A run of records:
_ _ _ _ _ _ _

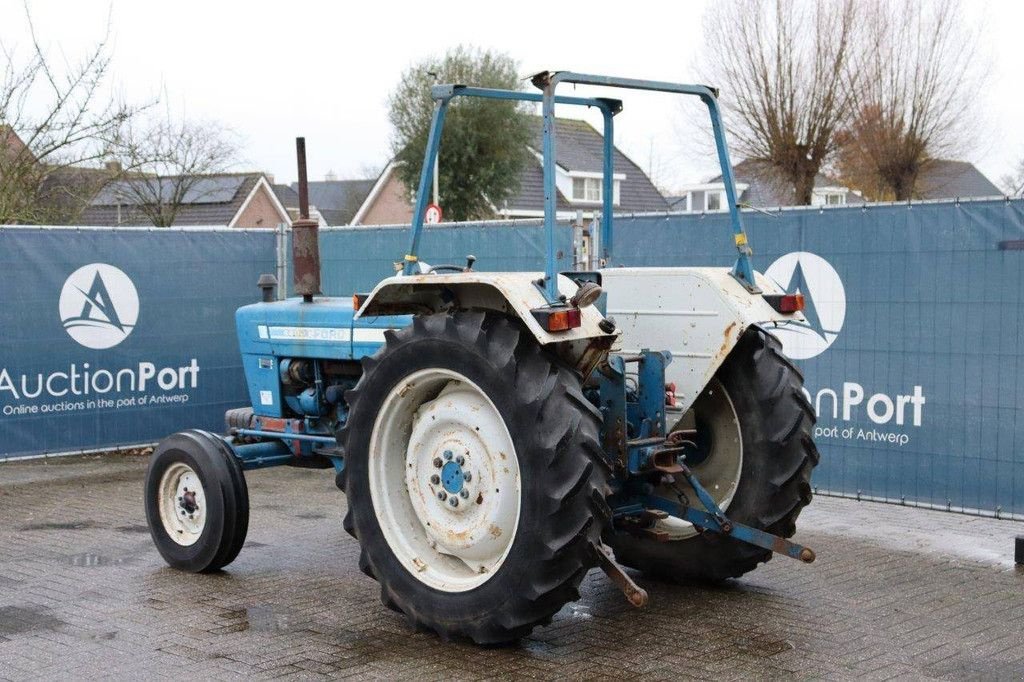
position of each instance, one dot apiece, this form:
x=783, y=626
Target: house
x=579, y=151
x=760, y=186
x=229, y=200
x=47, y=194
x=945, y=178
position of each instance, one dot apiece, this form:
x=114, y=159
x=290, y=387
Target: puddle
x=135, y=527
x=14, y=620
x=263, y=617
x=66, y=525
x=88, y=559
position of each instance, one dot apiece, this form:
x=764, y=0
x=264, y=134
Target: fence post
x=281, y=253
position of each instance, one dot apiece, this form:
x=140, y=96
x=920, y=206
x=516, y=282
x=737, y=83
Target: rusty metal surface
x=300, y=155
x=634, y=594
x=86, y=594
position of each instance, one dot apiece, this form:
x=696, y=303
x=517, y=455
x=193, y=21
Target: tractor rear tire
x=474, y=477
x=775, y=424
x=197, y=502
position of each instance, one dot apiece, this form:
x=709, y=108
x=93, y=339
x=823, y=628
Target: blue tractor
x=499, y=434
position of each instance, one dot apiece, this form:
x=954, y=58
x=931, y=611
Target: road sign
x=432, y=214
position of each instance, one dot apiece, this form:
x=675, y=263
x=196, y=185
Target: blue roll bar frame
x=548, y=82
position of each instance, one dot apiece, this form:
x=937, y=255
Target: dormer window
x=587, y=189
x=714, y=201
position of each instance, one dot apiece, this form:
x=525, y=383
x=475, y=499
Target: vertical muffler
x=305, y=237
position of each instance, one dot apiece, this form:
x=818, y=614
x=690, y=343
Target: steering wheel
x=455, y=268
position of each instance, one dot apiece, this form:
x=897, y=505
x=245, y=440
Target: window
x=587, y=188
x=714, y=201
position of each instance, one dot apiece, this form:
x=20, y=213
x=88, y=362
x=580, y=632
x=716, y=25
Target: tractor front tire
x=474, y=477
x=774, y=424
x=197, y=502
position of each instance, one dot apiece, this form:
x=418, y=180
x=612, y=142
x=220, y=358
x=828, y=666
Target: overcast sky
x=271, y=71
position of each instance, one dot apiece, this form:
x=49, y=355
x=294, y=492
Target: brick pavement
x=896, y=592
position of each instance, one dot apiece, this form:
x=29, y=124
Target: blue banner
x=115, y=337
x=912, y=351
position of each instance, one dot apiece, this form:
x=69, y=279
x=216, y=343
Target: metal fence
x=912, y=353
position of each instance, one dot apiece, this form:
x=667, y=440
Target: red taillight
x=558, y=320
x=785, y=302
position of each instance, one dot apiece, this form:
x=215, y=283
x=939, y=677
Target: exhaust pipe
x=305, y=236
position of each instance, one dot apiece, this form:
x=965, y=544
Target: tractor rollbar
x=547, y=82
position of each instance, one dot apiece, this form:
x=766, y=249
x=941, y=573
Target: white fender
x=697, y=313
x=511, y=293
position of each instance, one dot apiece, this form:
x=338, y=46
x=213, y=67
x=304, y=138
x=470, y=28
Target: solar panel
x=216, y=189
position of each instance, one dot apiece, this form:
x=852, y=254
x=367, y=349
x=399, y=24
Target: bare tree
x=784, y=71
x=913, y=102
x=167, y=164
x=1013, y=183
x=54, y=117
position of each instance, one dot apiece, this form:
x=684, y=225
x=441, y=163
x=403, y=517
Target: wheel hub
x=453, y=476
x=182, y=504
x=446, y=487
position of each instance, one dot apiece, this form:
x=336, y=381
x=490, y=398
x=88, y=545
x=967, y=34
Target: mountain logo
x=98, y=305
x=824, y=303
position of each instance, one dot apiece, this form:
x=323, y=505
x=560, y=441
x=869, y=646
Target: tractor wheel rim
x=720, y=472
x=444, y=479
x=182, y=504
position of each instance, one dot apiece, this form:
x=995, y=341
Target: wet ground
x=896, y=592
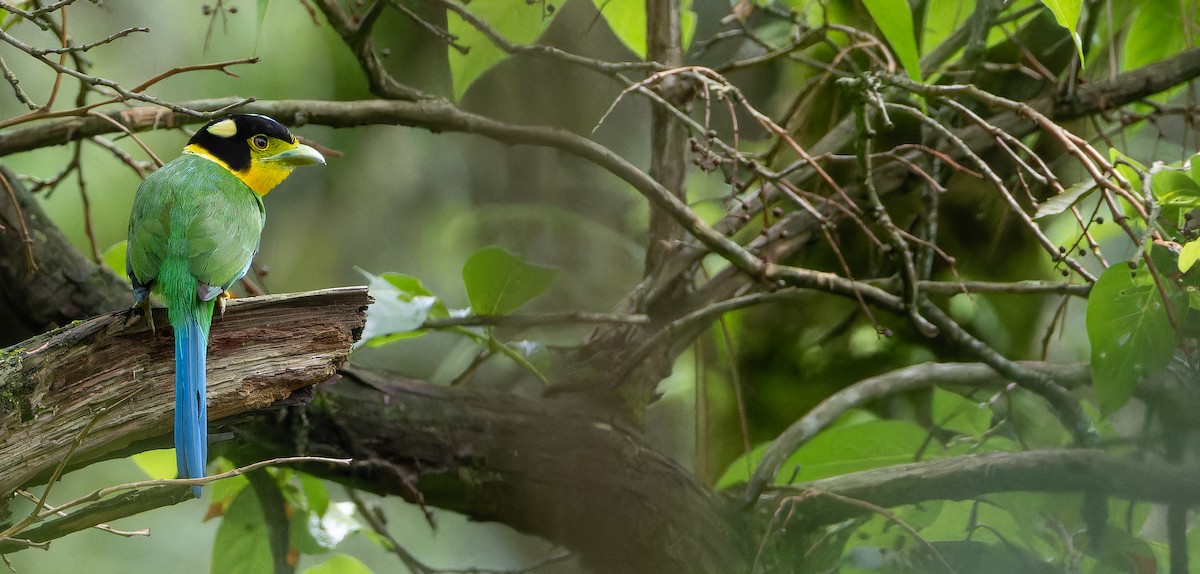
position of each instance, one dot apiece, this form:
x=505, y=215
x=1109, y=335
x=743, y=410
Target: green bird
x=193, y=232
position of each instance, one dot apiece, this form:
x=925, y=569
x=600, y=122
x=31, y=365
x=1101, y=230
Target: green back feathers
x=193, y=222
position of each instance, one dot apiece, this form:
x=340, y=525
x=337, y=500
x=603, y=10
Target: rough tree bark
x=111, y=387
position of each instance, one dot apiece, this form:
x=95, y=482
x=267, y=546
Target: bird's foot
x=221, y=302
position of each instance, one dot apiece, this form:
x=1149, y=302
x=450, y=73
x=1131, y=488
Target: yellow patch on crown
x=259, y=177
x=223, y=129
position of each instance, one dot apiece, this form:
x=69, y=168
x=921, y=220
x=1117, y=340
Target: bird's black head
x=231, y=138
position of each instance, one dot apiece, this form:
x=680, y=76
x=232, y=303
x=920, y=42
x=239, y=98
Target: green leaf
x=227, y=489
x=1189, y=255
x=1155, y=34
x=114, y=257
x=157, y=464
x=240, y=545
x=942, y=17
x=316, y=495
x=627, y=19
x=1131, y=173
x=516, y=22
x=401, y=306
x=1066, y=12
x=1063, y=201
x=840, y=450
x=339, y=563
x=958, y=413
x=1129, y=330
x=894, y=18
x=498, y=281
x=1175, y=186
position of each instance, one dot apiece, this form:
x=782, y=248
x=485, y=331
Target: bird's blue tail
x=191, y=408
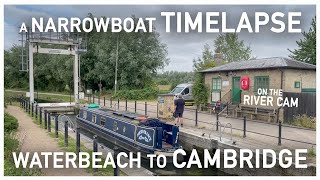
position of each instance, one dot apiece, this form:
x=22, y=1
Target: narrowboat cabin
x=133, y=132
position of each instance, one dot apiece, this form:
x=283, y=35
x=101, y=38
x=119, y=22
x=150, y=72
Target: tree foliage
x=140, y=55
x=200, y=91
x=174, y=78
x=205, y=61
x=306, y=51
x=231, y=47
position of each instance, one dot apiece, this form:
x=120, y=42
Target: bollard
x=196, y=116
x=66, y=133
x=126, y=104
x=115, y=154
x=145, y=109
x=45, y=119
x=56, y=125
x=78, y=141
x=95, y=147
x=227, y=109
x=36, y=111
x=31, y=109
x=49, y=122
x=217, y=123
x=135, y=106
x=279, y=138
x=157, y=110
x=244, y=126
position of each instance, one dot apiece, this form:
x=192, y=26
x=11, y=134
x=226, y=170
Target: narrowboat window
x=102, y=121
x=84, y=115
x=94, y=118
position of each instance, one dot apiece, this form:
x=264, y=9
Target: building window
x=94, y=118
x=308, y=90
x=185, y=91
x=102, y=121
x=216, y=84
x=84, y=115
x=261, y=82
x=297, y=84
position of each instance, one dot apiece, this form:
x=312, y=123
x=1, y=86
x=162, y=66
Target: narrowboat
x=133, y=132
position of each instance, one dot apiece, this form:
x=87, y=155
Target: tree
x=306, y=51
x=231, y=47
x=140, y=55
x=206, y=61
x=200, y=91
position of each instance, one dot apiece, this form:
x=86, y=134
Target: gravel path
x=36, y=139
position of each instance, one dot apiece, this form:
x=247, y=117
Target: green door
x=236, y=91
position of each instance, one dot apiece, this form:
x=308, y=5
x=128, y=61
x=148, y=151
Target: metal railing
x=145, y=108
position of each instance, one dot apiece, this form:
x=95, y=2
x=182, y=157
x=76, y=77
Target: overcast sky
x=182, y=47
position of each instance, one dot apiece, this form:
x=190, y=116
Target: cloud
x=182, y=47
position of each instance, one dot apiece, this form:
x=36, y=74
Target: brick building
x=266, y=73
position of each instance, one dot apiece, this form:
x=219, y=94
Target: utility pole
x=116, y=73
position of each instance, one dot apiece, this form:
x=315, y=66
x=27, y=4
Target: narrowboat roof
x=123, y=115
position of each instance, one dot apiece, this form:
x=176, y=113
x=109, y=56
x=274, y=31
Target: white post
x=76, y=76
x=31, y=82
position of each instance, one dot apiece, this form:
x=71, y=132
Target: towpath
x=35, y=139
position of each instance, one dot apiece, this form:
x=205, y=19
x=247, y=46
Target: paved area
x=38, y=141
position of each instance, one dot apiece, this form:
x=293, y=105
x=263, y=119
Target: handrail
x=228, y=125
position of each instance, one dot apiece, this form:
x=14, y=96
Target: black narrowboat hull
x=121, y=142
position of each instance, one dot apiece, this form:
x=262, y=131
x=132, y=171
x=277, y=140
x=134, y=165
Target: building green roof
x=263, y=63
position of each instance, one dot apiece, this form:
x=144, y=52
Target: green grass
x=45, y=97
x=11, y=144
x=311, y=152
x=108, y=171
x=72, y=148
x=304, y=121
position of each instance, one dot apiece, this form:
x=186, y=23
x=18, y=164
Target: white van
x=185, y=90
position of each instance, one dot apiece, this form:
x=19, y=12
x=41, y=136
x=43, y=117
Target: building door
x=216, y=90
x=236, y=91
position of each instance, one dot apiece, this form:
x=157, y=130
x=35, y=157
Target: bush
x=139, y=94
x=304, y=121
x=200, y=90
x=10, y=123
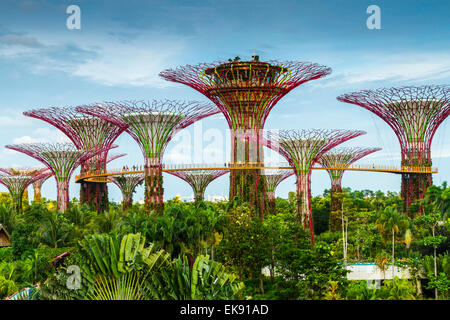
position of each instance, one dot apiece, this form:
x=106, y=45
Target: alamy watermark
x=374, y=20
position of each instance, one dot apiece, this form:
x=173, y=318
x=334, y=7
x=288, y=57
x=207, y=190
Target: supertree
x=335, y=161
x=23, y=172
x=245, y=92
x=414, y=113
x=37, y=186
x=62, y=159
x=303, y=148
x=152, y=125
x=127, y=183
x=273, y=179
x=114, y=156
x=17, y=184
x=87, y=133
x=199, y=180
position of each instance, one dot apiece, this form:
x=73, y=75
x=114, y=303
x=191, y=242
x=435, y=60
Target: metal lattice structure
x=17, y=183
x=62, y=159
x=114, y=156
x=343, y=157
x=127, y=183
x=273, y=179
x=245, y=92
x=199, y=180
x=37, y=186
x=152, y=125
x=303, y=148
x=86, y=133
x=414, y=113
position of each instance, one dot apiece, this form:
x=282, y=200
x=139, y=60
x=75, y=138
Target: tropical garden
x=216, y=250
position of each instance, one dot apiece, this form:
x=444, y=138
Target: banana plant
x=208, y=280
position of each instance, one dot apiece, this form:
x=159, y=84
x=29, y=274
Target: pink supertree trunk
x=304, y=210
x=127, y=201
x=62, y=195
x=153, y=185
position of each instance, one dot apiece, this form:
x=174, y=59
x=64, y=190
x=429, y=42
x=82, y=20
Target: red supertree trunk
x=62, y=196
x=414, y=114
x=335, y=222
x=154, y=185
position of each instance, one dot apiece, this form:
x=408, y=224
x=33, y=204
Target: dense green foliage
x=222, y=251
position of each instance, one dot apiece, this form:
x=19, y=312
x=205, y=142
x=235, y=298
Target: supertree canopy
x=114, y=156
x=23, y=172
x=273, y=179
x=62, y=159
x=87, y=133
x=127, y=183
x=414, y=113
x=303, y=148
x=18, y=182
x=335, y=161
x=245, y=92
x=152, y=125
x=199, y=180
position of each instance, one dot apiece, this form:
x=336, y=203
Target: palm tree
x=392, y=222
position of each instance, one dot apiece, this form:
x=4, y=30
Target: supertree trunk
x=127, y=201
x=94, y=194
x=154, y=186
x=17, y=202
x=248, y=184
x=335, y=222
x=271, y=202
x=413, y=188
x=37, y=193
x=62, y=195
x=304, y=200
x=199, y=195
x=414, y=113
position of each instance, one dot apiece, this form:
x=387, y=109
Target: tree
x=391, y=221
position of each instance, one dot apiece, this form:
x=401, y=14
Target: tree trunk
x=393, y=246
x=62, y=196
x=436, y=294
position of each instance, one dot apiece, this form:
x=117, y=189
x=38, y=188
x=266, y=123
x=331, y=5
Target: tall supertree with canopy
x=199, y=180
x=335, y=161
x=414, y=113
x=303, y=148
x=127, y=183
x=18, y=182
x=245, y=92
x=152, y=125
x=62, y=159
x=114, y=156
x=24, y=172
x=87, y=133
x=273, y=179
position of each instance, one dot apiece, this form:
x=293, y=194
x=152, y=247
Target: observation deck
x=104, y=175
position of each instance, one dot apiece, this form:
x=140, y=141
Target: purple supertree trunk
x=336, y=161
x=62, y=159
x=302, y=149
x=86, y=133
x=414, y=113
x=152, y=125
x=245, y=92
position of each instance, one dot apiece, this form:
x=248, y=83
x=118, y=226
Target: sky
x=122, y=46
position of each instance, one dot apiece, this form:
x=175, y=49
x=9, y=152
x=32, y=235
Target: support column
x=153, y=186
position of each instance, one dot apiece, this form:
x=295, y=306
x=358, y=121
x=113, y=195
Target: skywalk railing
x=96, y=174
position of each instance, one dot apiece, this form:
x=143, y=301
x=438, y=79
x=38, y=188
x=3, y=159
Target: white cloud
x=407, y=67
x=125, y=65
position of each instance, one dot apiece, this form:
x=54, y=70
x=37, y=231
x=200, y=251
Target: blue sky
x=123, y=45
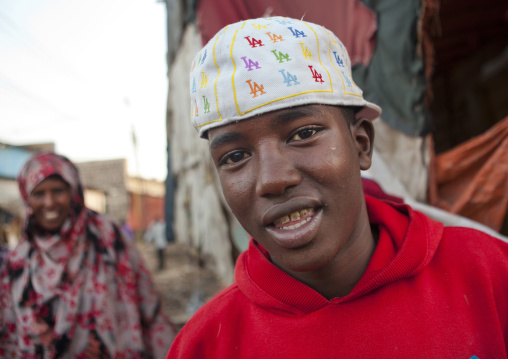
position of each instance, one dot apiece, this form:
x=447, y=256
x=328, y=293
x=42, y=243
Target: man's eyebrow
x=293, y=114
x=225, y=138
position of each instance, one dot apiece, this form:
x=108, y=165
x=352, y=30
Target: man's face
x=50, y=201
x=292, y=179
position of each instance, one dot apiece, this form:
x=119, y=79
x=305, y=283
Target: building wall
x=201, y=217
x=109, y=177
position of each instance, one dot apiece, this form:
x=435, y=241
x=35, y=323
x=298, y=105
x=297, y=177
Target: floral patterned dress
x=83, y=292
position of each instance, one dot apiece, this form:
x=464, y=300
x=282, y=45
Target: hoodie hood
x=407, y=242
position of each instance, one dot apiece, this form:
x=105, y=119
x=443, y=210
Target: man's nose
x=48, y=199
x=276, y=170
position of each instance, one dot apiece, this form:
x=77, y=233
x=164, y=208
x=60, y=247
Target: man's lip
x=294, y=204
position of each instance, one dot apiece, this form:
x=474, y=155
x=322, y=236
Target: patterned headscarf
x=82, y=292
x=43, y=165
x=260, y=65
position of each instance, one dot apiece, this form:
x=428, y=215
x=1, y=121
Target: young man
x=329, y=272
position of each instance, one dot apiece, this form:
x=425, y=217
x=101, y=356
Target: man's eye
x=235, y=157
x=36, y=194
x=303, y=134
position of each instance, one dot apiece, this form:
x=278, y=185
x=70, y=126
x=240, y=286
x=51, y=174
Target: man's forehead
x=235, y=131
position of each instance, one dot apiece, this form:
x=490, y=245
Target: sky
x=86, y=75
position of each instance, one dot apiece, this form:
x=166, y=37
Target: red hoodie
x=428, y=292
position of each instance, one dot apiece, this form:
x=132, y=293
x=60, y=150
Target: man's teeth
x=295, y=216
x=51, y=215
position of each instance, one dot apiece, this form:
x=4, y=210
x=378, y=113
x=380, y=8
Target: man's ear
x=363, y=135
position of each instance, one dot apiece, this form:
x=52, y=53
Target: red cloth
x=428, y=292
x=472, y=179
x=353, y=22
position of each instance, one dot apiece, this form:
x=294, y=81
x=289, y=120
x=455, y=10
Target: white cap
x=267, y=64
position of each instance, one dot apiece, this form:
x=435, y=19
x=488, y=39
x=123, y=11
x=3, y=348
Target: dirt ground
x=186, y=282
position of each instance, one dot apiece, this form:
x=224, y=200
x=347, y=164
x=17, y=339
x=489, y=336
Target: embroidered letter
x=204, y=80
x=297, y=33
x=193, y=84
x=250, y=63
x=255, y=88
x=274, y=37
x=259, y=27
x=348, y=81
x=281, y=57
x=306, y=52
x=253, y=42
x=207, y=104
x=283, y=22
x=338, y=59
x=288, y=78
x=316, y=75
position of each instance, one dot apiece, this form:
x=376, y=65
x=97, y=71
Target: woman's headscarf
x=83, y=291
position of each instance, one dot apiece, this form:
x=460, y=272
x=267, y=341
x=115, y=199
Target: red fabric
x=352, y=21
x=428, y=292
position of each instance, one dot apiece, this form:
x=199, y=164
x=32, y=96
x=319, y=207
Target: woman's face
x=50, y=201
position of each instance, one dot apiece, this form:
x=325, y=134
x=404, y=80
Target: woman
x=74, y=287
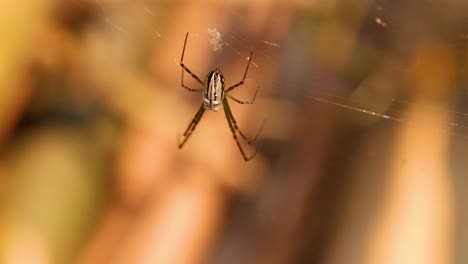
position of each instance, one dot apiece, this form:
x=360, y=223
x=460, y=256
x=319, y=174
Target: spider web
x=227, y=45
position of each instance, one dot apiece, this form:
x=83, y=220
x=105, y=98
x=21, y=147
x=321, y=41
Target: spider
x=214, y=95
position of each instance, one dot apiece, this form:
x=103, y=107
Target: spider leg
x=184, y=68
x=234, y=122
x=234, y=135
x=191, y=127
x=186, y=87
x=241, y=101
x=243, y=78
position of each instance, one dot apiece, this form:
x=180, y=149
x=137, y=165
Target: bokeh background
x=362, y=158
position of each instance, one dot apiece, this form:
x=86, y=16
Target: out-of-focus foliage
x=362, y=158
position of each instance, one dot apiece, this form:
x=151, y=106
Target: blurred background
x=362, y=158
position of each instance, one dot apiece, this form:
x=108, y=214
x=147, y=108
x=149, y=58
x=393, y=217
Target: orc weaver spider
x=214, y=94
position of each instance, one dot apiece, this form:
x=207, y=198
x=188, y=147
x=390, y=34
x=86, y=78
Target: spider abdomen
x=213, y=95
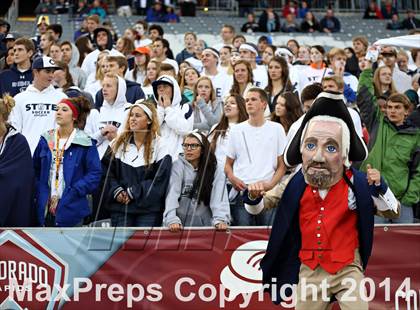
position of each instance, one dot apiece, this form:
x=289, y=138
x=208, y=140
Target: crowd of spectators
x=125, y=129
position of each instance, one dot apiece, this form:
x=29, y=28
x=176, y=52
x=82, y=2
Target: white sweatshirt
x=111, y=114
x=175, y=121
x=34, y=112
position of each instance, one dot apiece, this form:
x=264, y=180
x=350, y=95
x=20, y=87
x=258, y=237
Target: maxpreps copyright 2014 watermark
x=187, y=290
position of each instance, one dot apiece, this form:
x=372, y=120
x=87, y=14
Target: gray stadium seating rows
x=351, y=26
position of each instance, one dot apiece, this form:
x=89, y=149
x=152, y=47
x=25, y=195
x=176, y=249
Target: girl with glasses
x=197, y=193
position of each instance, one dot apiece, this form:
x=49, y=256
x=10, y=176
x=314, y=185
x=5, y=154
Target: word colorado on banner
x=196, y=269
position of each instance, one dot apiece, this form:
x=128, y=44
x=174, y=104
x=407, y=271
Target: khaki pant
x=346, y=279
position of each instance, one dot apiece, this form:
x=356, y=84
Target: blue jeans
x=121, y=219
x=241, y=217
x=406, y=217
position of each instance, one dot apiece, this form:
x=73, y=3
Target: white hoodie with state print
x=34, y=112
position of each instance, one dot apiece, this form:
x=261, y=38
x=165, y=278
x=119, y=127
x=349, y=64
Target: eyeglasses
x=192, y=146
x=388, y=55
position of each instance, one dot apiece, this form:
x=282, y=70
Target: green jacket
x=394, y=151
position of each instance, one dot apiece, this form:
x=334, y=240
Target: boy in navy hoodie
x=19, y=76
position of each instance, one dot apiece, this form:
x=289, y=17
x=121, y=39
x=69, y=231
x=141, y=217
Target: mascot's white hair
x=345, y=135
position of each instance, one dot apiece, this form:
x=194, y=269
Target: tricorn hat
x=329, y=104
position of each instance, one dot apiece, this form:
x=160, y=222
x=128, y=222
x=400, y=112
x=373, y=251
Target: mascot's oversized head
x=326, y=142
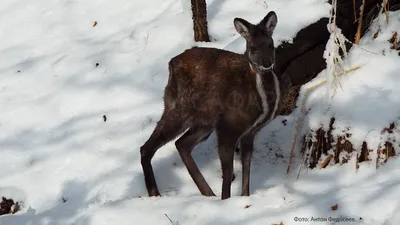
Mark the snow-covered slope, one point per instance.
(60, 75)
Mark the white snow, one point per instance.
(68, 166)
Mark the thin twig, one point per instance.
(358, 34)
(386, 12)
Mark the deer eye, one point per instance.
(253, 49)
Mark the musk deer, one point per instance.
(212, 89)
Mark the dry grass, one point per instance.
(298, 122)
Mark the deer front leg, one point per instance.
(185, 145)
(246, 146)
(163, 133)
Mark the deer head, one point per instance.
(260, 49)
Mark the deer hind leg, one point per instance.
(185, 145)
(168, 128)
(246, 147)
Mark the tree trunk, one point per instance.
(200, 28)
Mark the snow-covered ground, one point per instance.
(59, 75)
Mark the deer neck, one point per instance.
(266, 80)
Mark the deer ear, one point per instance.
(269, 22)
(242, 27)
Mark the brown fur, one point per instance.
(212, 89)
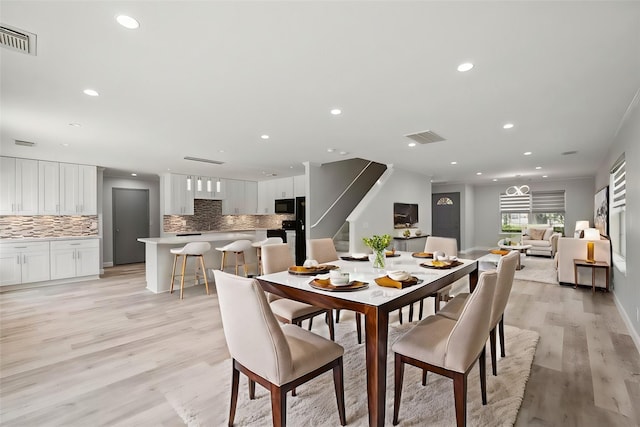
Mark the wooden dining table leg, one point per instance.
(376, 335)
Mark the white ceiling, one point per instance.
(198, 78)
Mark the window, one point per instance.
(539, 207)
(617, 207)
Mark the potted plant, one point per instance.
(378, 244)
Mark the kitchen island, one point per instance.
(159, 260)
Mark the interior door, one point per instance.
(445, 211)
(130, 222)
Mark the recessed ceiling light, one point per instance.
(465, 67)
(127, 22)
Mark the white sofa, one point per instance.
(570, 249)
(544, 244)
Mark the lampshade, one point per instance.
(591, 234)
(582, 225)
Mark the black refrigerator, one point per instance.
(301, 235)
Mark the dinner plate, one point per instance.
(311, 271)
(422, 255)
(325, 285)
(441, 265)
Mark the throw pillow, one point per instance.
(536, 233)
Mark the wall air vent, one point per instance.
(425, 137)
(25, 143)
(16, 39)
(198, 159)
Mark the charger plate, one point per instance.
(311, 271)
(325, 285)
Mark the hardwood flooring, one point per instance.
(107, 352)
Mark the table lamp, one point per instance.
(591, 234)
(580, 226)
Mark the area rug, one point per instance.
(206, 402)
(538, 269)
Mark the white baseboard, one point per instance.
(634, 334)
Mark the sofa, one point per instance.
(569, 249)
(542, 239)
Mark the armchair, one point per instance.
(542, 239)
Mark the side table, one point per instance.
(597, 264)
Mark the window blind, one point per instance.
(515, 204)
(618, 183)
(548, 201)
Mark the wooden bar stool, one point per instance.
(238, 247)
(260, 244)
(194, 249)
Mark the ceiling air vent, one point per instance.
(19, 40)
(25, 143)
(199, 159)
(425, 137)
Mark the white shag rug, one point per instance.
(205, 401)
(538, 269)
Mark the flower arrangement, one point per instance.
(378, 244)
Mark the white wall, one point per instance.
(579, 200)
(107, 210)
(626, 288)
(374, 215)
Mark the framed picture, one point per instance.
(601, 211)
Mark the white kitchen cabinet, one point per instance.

_ _ _ _ _ _ _

### WHAT TO WORK ON
In the entries above, find the line containing "Mark the kitchen". Set down that line and every line after it through the last one, exactly and alone.

### RESPONSE TO THE EXERCISE
Mark the kitchen island, one point per instance.
(159, 260)
Mark the interior door, one point per instance.
(445, 211)
(130, 222)
Mark the recessed ceiling light, one point per instance.
(465, 67)
(127, 22)
Mark the white sofa, one point per instance.
(570, 249)
(544, 244)
Mark the lampshade, one point per instance.
(591, 234)
(582, 225)
Mark the black refrigerator, one point per instance.
(301, 235)
Mark the dinner plate, one point per instance.
(311, 271)
(422, 255)
(325, 285)
(441, 265)
Mark the throw pillow, one point per instance.
(536, 233)
Mark the wall air vent, one point per instance.
(425, 137)
(25, 143)
(16, 39)
(198, 159)
Mark the charger plate, one point per instance.
(311, 271)
(325, 285)
Mark the hardwood flooring, one point per instance.
(107, 352)
Mark the table lamp, one point per instance.
(591, 234)
(580, 226)
Mark the area rug, one point per instance.
(206, 402)
(538, 269)
Mark the white baseboard, one point per instance.
(634, 334)
Mark the sofa, one point per instance.
(569, 249)
(542, 239)
Mark the armchair, one point per instance.
(542, 239)
Mark the side table, one point per instance.
(597, 264)
Mark the window blind, one point per instance.
(515, 204)
(618, 183)
(548, 201)
Mark the wooden bar stool, one point per instance.
(238, 247)
(260, 244)
(194, 249)
Mark the ceiling air vent, one point per instance.
(19, 40)
(25, 143)
(199, 159)
(425, 137)
Mark the white shag rug, one point per instance.
(205, 401)
(538, 269)
Mark the flower arrangement, one point per instance.
(378, 244)
Mark the white wall, one point per instance.
(579, 200)
(107, 210)
(626, 288)
(374, 215)
Mark the framed picture, one point per instance.
(601, 211)
Mark the white kitchen cabinet, one point per instance.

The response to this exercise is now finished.